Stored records
------------------------
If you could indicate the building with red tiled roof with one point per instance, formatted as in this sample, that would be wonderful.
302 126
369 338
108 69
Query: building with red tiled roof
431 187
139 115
------------------------
— What to do —
Repeat each of the records exactly as written.

— Solution for this exercise —
If you could indicate the building with red tiled roof with one point per instance, formatted as in this sample, that would be wonderful.
302 126
369 338
108 69
Query: building with red tiled roof
431 187
139 115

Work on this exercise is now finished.